[Task goal] Lay out the listing as a Markdown table with the columns Row and Listing line. Cover only the part from the first line of the listing through the line containing "pixel 58 213", both ends included: number each line and leave out blank lines.

>> Start

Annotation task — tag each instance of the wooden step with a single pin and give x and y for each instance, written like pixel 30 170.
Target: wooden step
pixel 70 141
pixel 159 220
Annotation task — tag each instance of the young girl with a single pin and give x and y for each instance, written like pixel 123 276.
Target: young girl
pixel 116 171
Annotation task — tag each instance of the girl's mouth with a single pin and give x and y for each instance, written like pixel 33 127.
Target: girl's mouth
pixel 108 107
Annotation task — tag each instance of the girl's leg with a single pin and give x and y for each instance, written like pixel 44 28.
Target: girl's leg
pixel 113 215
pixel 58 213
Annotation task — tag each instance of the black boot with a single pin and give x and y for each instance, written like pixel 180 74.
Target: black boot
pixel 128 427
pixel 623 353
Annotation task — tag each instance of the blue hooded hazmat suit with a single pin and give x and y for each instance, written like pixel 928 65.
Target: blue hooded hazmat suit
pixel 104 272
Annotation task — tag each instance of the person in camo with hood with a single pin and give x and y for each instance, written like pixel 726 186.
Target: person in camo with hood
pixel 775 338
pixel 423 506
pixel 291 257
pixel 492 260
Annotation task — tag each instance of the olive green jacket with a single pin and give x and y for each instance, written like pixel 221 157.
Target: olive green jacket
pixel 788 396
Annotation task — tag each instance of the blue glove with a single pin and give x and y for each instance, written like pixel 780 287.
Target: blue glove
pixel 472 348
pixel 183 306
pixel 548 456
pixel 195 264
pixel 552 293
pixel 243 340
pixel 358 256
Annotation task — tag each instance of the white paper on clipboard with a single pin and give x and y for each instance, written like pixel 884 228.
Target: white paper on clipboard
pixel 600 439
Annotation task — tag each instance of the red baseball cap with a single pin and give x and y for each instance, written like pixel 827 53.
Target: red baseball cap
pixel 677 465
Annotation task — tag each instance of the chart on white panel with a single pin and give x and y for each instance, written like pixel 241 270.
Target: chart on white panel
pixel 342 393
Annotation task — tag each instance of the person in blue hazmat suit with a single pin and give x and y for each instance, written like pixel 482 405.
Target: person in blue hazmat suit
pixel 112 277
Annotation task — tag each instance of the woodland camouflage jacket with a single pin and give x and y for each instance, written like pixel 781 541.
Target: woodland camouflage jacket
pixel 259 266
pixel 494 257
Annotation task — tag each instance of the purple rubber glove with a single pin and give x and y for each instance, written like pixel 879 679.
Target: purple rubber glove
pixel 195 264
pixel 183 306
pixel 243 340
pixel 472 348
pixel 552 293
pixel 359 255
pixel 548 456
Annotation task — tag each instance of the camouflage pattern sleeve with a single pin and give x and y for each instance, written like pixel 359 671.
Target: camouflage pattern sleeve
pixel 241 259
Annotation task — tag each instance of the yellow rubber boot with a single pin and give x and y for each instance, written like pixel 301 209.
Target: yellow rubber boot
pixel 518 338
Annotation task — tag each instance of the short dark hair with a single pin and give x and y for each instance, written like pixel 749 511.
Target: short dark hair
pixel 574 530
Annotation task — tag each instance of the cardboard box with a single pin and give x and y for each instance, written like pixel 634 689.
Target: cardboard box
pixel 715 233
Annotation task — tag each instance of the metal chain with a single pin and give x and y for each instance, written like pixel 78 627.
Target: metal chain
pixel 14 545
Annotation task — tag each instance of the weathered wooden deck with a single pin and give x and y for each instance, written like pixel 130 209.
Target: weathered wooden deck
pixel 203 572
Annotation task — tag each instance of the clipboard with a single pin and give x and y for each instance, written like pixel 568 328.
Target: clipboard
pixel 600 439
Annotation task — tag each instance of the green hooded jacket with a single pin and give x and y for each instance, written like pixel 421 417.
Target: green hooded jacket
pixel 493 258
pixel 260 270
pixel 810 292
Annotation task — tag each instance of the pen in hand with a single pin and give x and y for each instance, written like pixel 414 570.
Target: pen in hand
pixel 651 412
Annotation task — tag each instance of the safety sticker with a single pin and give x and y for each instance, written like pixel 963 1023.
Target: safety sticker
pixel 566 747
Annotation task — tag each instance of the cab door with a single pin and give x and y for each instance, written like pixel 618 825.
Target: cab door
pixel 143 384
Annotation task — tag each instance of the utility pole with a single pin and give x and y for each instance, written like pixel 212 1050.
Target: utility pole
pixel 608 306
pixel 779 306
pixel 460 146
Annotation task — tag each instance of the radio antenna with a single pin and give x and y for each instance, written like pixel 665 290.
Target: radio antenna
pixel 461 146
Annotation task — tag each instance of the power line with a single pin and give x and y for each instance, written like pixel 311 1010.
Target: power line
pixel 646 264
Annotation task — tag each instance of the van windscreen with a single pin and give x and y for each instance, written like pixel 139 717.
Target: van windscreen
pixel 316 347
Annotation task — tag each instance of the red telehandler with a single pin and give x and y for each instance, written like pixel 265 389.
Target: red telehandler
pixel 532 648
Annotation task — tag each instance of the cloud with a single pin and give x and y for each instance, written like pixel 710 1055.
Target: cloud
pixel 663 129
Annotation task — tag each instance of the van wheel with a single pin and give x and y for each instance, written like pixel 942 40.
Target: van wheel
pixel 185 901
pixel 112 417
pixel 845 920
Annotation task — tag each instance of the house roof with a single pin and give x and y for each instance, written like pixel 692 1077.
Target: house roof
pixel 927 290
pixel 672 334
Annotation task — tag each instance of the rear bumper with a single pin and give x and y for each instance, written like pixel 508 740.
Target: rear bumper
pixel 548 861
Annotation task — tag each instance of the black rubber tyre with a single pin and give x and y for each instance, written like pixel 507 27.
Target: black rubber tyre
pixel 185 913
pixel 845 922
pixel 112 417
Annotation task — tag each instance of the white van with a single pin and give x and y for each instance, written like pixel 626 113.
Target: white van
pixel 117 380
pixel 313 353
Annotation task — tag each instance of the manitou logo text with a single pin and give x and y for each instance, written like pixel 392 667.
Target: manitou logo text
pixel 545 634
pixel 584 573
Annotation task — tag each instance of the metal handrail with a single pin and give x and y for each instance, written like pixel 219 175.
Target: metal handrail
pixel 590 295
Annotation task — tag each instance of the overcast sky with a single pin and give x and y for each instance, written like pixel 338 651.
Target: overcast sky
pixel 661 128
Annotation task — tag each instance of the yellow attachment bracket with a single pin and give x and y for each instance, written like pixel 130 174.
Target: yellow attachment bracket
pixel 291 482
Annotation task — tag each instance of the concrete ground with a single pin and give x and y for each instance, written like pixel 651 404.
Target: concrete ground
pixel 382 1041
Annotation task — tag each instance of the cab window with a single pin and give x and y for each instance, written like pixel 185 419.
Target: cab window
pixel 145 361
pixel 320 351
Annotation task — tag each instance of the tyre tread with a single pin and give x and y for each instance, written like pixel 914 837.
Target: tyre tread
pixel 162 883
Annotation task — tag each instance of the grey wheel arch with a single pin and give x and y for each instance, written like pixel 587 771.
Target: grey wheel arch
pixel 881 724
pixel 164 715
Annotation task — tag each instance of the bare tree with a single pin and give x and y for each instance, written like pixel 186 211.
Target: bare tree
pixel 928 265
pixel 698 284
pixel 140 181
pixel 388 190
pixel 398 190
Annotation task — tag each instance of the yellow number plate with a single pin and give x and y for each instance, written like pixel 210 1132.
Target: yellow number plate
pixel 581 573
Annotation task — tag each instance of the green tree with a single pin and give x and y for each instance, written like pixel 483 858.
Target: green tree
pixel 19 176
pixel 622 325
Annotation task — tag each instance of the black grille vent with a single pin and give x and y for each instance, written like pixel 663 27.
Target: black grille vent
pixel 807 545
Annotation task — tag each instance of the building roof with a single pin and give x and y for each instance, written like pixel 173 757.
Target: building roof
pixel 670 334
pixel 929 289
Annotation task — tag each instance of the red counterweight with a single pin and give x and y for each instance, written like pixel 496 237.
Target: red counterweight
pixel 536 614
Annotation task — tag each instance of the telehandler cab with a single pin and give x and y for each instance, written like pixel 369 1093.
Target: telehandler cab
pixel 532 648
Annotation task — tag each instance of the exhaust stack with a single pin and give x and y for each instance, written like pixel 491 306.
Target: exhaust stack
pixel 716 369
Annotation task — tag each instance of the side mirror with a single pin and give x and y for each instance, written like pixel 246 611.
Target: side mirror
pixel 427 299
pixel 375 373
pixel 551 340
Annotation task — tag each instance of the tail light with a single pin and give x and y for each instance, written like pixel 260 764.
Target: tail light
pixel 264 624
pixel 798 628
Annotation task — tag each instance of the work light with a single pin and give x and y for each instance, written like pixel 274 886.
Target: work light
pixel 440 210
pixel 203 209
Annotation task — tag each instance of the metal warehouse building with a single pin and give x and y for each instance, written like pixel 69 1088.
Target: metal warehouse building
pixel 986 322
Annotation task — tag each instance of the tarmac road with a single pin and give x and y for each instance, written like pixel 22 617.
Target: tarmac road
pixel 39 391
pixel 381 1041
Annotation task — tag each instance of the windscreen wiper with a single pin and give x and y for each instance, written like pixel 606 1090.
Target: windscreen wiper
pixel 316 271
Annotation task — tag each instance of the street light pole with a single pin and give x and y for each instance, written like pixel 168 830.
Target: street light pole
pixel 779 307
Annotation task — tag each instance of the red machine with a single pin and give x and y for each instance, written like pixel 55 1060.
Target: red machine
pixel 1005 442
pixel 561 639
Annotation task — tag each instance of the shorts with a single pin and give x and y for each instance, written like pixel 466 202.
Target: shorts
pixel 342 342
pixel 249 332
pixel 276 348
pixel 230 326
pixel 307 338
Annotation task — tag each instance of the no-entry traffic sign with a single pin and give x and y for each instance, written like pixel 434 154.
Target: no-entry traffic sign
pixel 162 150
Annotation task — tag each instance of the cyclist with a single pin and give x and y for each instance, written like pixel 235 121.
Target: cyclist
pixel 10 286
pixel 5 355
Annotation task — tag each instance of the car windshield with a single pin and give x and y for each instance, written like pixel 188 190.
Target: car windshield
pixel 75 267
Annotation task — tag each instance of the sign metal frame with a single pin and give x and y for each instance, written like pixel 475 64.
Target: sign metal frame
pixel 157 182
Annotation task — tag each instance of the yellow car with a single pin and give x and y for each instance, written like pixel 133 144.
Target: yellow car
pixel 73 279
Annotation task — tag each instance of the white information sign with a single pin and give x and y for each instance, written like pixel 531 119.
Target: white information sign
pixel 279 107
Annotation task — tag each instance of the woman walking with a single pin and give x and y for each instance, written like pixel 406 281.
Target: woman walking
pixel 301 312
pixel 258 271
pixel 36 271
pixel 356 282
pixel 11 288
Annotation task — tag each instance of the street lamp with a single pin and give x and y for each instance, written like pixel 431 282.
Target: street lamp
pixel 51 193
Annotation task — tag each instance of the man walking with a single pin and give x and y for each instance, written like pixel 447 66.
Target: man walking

>> End

[Finished exercise]
| Row | Listing line |
|---|---|
| 1 | Annotation task — tag each instance of the wooden step with a single pin and give x and y for each instance, written like pixel 30 170. |
| 2 | Target: wooden step |
| 3 | pixel 70 141 |
| 4 | pixel 159 220 |
| 5 | Annotation task — tag each instance of the young girl with a single pin and give x and y for each instance, written like pixel 123 276. |
| 6 | Target: young girl |
| 7 | pixel 116 171 |
| 8 | Annotation task — tag each instance of the girl's mouth with a single pin and give x and y for each instance, written like pixel 33 127. |
| 9 | Target: girl's mouth |
| 10 | pixel 108 107 |
| 11 | Annotation task — tag each instance of the girl's leg with a single pin and give x and y for each instance, written like pixel 44 28. |
| 12 | Target: girl's leg |
| 13 | pixel 113 215 |
| 14 | pixel 58 213 |